Problem description: Transcribe the passage from the biographical excerpt on Suzuki between "Suzuki taught at" and "Harue and Masae.", inclusive.

Page excerpt:
--- START ---

Suzuki taught at Kyoto Women's University during the academic year 1958-59 and he then taught at Momoyama Gakuin in Sakai, Osaka until 1961. After this he returned as a lecturer at Yoshida College of the University of Kyoto. He submitted his doctoral thesis Some results on m-adic differentials in June 1964 to the University of Kyoto and was awarded the degree. Even before he submitted his doctoral dissertation, in 1963, Suzuki had been promoted to associate professor and he became a full professor in 1970. Suzuki married Suzuyo and they had two daughters, Harue and Masae.
Although he was on the staff at Kyoto University for his whole career, Suzuki spent several years working at other universities. He spent a few months at Florida State University in Tallahassee, USA, in 1960. He taught mathematics courses at Purdue University, West Lafayette, Indiana, USA, from August 1965 to August 1967 and then at Queen's University, Kingston, Canada for the academic year 1967-68. Ribenboim writes :-
I met Suzuki when he came to Queen's University in 1967, as a Visiting Associate Professor, with very good recommendations from Professors S S Abhyankar and J Lipman. He spent the academic year at Kingston and at that time I saw him, his wife Suzuyo and his two little daughters Harue and Masae, with a certain regularity. I was very interested in his work on differentials, especially the higher order differentials and I attended his lectures with profit. At my suggestion, Suzuki wrote up his lecture notes ...

--- END ---

Stored data entries:
--- START ---

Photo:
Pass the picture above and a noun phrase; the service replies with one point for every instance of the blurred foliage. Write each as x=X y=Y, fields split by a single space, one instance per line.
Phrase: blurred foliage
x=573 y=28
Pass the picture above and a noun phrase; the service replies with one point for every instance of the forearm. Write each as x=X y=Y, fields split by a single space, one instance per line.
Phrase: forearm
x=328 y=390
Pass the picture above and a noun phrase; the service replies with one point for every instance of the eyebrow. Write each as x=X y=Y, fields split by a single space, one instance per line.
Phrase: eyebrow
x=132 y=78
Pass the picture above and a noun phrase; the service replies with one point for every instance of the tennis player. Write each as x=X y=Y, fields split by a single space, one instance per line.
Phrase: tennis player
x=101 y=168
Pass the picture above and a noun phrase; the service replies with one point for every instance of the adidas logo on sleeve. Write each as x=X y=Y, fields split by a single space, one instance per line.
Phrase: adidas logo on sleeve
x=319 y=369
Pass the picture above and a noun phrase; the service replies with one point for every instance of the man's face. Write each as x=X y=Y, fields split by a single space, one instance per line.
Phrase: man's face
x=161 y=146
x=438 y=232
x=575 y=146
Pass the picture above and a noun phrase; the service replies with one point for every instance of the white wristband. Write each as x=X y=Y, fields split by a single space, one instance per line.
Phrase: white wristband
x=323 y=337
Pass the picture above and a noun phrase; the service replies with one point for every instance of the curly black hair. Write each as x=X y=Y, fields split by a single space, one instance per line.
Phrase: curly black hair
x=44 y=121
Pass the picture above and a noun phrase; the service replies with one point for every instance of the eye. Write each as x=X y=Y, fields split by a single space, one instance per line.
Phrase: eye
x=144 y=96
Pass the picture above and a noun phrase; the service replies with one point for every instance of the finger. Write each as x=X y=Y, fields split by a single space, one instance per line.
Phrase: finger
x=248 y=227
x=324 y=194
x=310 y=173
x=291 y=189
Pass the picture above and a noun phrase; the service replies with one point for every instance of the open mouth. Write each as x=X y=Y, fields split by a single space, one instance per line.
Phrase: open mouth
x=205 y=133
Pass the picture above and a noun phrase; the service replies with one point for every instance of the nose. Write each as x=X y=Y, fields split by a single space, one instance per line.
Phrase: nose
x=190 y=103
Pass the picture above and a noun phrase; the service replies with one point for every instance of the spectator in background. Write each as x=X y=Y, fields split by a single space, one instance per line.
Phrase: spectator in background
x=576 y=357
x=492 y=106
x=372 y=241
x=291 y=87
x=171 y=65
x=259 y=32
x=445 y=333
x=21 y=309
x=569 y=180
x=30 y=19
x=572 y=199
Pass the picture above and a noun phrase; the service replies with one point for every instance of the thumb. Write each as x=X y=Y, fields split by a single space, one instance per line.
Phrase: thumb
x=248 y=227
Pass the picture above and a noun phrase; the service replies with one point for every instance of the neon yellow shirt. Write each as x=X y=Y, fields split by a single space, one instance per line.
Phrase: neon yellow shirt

--- END ---

Your solution:
Suzuki taught at Kyoto Women's University during the academic year 1958-59 and he then taught at Momoyama Gakuin in Sakai, Osaka until 1961. After this he returned as a lecturer at Yoshida College of the University of Kyoto. He submitted his doctoral thesis Some results on m-adic differentials in June 1964 to the University of Kyoto and was awarded the degree. Even before he submitted his doctoral dissertation, in 1963, Suzuki had been promoted to associate professor and he became a full professor in 1970. Suzuki married Suzuyo and they had two daughters, Harue and Masae.